### EXCERPTED PASSAGE
Advanced14 min
Send API & Map-Reduce
Send() creates dynamic parallel branches at runtime — each gets an isolated state copy, not the full graph. This article covers when to choose Send() over simpler alternatives, how to pair it with @defer for correct map-reduce, the modern Command(goto=[Send(...)]) pattern, and the failure modes that appear in production before they appear in tutorials.
Quick Reference
- →Send(node_name, arg): spawn an isolated execution of node_name with arg as its entire input state — arg is NOT merged into the parent graph state
- →Return a list of Send() objects from a conditional edge function to fan out to N parallel branches at runtime
- →Each Send() branch gets only its arg dict — branches cannot read each other's state or parent state keys during execution
- →Reducer (e.g., Annotated[list, operator.add]) on the parent state key collects each branch's return value back into the parent
- →@defer on the reduce node guarantees it waits for ALL branches to complete — without it, the reducer may fire after the first branch finishes
- →Command(goto=[Send(...)]) is the modern edgeless pattern — dispatch Send from inside a node, no conditional edge function needed
- →Batch: group N items into M groups, Send() M times — controls parallelism without overwhelming your API rate limit
- →Cost math: N Send() branches × cost-per-LLM-call. Wall-clock time = max(branch durations), not sum.
Should I Use Send()?
Choose Send() when branch count is dynamic and per-branch checkpointing or retry matters
| Approach | When to use | Trade-off |
|---|---|---|
| for loop (sequential) | < 5 items, or order matters between iterations | Simple. No parallelism. Wall-clock time = sum of all calls. |
| asyncio.gather inside a node | Parallel LLM calls where checkpointing is not needed | Fast, low overhead. No per-branch retry or LangSmith branch tracing. |
| Static parallel edges | Fixed number of branches known at graph build time | Explicit, visible in graph visualization. Branch count cannot vary at runtime. |
| Send() | Branch count determined at runtime; each branch needs isolated state; per-branch checkpointing or retry matters | Full graph integration: superstep-checkpointed, retryable, observable in LangSmith. Higher scheduling overhead than asyncio.gather. |
Start with asyncio.gather — graduate to Send() when you need graph-level guarantees
asyncio.gather inside a single node is simpler and faster for parallel LLM calls that don't need per-branch checkpointing or retry. Upgrade to Send() when the branch count varies at runtime, you need each branch's result independently checkpointed, or you want LangSmith branch-level tracing.

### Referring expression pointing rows
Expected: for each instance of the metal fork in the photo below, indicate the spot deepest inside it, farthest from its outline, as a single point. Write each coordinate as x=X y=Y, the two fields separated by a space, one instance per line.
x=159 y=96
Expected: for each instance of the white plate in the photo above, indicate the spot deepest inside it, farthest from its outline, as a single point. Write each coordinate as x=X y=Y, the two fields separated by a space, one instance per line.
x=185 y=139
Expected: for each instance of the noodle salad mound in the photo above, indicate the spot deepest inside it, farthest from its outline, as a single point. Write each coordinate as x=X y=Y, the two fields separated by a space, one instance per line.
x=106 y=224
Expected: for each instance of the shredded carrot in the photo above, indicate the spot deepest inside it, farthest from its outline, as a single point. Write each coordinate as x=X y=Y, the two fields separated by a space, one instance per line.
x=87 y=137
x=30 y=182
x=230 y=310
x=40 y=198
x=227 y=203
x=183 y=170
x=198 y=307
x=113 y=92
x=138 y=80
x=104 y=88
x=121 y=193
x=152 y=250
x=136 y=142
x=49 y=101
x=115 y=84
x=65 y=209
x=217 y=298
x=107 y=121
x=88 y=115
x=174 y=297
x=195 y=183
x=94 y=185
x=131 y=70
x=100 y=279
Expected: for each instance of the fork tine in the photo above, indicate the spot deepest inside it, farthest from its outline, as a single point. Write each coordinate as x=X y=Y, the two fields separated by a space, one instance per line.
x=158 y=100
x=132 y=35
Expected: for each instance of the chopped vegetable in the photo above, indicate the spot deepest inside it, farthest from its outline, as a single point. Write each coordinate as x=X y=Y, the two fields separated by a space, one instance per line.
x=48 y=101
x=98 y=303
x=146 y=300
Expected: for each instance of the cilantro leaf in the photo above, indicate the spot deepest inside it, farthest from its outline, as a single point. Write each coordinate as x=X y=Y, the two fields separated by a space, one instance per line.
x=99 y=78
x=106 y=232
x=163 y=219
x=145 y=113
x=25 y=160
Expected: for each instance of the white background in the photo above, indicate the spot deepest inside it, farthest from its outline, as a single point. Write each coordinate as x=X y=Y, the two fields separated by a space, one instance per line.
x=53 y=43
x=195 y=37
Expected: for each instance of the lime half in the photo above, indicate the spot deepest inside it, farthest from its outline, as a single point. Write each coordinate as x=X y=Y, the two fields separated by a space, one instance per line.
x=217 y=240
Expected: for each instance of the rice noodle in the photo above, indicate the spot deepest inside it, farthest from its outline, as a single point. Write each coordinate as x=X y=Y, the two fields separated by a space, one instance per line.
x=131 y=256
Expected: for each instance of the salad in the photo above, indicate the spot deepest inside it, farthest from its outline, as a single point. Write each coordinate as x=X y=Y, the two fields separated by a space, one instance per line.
...
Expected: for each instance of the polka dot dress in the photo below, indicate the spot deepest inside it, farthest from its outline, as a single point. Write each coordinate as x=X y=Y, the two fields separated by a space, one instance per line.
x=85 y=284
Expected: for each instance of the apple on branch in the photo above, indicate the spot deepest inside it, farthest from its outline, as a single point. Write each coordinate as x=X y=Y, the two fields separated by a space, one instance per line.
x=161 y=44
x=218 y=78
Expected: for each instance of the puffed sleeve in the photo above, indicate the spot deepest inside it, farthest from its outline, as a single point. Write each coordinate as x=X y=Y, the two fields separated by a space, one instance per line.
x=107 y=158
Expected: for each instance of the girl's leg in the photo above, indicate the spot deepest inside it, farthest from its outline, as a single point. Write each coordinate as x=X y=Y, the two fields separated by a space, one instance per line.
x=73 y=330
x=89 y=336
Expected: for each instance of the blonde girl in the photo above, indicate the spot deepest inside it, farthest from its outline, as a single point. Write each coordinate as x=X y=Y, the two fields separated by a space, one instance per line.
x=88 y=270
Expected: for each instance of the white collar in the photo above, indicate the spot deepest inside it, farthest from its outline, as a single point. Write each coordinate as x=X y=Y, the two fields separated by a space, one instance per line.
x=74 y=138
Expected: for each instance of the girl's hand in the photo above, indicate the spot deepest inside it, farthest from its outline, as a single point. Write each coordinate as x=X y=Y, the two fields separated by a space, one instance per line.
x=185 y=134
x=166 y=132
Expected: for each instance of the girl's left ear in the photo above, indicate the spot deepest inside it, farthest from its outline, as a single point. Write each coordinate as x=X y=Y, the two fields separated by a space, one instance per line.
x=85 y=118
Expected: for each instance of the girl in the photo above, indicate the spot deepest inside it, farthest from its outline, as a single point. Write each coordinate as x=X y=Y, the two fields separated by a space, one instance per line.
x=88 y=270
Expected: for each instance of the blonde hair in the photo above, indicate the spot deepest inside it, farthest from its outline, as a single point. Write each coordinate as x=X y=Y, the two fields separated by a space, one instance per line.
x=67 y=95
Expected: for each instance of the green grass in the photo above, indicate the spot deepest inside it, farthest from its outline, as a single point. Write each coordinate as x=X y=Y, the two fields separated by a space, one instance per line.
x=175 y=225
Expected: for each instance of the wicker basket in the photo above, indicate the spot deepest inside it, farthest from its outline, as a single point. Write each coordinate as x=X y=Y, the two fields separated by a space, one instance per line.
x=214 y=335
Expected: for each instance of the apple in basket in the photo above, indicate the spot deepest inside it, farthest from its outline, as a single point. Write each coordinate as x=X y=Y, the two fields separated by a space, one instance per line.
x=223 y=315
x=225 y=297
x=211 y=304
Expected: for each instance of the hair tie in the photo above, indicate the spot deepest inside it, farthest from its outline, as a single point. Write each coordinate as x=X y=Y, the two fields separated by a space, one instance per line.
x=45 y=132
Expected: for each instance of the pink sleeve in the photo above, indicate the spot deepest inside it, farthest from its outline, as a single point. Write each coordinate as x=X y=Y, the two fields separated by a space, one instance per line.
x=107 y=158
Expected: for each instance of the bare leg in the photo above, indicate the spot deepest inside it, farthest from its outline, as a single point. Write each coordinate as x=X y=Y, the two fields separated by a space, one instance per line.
* * *
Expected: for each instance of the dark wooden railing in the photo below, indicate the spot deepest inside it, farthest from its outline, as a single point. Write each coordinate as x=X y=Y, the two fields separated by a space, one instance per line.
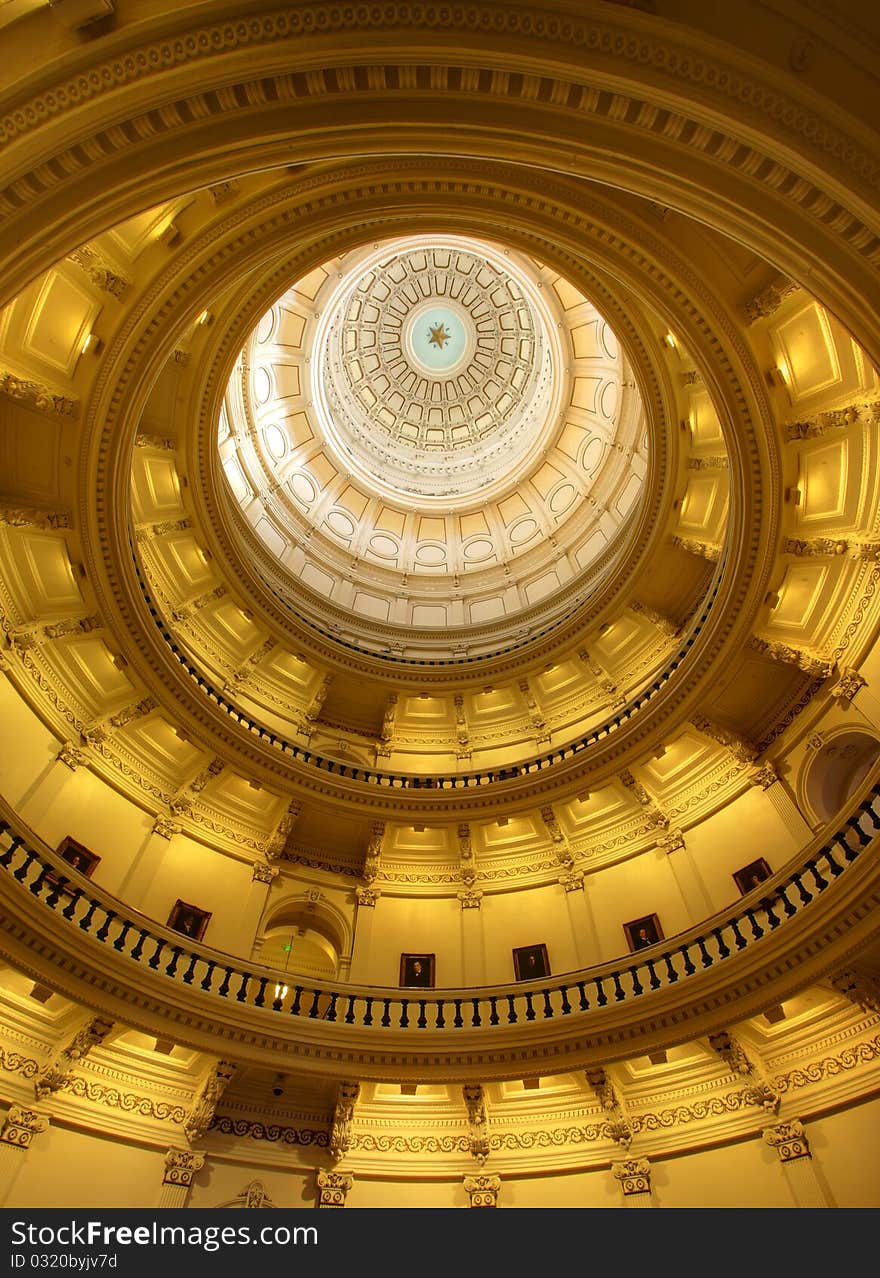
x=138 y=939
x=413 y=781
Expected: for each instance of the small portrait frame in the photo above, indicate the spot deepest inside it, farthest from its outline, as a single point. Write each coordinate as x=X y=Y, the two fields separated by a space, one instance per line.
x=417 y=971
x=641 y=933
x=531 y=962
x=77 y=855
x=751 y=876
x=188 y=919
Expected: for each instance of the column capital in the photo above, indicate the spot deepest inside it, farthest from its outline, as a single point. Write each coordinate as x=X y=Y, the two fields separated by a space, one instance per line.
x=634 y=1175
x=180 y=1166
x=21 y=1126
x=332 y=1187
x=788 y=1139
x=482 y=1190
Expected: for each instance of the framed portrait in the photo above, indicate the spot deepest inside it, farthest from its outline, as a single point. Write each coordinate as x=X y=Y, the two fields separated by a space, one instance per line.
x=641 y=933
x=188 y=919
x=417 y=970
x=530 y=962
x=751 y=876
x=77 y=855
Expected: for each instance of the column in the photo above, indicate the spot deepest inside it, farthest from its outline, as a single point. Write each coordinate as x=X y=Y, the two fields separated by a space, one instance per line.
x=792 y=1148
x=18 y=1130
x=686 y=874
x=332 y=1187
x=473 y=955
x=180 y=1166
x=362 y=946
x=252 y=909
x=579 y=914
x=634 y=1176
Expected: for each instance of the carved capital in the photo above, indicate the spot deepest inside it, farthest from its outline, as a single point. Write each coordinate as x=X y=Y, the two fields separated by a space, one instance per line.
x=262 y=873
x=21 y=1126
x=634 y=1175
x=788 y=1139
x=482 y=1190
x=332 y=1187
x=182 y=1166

### WORK INSTRUCTION
Say whether each statement agrees with the Send API & Map-Reduce page, answering yes or no and quoting the deciding words: (a) Without @defer on the reduce node, the reducer may fire before all branches are done. (b) With N Send() branches, wall-clock time is the sum of the branch durations. (c) A Send() branch can read parent state keys while it runs.

### EXERCISE ANSWER
(a) Yes: "without it, the reducer may fire after the first branch finishes"
(b) No: "Wall-clock time = max(branch durations), not sum."
(c) No: "branches cannot read each other's state or parent state keys during execution"